● **GIVEN TASK 1**:
Give the part of the records that opens with the line containing "For every instance of the shadow" and runs through the last line of the records as a Markdown table. Include both ends, use the columns Row and Line, number each line, and leave out blank lines.
● **GIVEN TASK 2**:
Carry the excerpt on town hearing procedures forward, starting after its last sentence.

● **DOCUMENT EXCERPT**:
——

3.1.7 Hearing Procedures

      The procedures and requirements set forth in this section shall apply to all hearings required by this Ordinance, both legislative public hearings and quasi-judicial evidentiary hearings at which evidence is submitted and testimony given under oath, unless a contrary intent is indicated.
      (A)   When the Town has determined that an application is complete and that a hearing is required by this Ordinance, the Director shall schedule a date, time, and place for the required hearing, and shall ensure that all notices are provided pursuant to Section 3.1.6 above.
      (B)   If any resident or property owner submits a written statement regarding a proposed amendment, modification, or repeal to a zoning regulation, including a text or map amendment, to the Town Clerk at least two business days prior to the proposed vote on such change, the Clerk shall deliver such written statement to the Town Council. If the proposed change is the subject of a quasi-judicial proceeding, the Clerk shall provide only the names and addresses of the individuals providing written comment, and the provision of such names and addresses to the decision-making body shall not disqualify any member of the body from voting.
      (C)   Any person may appear and speak at a legislative public hearing. Legislative public hearing comments should be directed toward the substance of the proposed action. In quasi-judicial evidentiary hearings, the applicant, Town staff, and any person who would have standing to appeal the decision under G.S. 160D-1402(c) may participate as a party. Other witnesses may present competent, material, and substantial evidence that is not repetitive.
      (D)   Each person who appears at a hearing shall identify himself or herself and his or her address and, if appearing on behalf of an organization, shall state the name and mailing address of the organization, and shall observe any rules related to the conduct of the hearing adopted by Council or the appropriate board.
      (E)   All testimony and evidence given in a quasi-judicial evidentiary hearing in front of the Zoning Board of Adjustment, the Historic Preservation Commission, or the Town Council shall be given under oath or by affirmation to the body conducting the hearing.

——

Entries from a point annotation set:
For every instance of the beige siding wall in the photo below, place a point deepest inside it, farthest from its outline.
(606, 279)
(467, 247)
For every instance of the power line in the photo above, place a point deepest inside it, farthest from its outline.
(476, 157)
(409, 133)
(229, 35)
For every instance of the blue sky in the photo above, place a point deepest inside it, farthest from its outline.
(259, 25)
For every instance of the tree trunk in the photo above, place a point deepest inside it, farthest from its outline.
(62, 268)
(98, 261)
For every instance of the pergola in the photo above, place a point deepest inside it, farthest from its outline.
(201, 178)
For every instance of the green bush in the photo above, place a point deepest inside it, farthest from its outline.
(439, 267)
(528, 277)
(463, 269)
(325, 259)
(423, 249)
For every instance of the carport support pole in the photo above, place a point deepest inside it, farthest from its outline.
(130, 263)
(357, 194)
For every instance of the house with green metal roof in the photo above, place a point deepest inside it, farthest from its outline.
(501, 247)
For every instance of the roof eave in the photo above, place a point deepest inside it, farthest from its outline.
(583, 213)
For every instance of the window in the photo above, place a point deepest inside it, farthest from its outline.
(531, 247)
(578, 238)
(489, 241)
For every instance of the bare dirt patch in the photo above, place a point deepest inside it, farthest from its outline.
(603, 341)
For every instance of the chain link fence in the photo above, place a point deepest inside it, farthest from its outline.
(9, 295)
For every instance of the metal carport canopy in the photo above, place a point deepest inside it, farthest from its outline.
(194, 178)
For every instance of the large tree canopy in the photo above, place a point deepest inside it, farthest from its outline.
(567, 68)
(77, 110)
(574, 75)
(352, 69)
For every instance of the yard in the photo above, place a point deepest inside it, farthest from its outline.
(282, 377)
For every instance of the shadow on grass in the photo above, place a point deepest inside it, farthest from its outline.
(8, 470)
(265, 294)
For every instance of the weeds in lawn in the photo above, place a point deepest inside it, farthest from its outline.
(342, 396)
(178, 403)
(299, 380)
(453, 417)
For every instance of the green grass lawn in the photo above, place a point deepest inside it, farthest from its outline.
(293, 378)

——

● **TASK RESULT 1**:
| Row | Line |
|---|---|
| 1 | For every instance of the shadow on grass in the photo above, place a point deepest inside it, farthest from its outline. |
| 2 | (8, 470) |
| 3 | (265, 294) |
| 4 | For every instance of the weeds in lawn in the photo above, place a point deepest inside it, farthest from its outline. |
| 5 | (342, 396) |
| 6 | (178, 403) |
| 7 | (299, 380) |
| 8 | (453, 417) |
| 9 | For every instance of the green grass lawn in the photo above, place a point deepest inside it, farthest from its outline. |
| 10 | (293, 378) |

● **TASK RESULT 2**:
      (F)   In a quasi-judicial evidentiary hearing, any party participating in the hearing or their legal representative may, upon receiving proper recognition from the chairperson of the body conducting the hearing, question or cross-examine other persons appearing as witnesses who present adverse evidence or testimony.
      (G)   In a quasi-judicial evidentiary hearing, the chairperson of the body conducting the hearing may exclude any testimony, evidence, or questioning that the chairperson finds to be incompetent, irrelevant, immaterial, or unduly repetitious.
      (H)   In a quasi-judicial evidentiary hearing, at any time upon reasonable request, any person may examine the application and materials submitted in support of or in opposition to an application. The Town shall ensure that copies of such materials are made available.

3.1.8 Conditions of Approval

   Some procedures set forth in this chapter authorize the decision-making body to impose such conditions upon the premises benefited by the approval as may be necessary to reduce or minimize any potential adverse impact upon other property in the area, or to carry out the general purpose and intent of the Comprehensive Plan and this Ordinance. In such cases, any conditions attached to approvals shall be directly related to the impacts of the proposed use or development and shall be reasonable and appropriate. In no case shall a condition of approval be less restrictive than the requirements of this Ordinance.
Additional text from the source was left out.